▶ [Do this] Rewrite the items below with "instance" swapped for "object" and everything else left unchanged. Leave out the pictures.

▶ [Records to process]
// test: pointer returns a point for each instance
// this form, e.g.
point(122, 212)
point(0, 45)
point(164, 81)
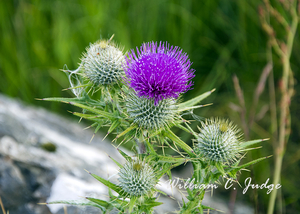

▶ [Response to this task]
// test: pointer returns a point for each object
// this form, e.g.
point(122, 212)
point(0, 45)
point(164, 81)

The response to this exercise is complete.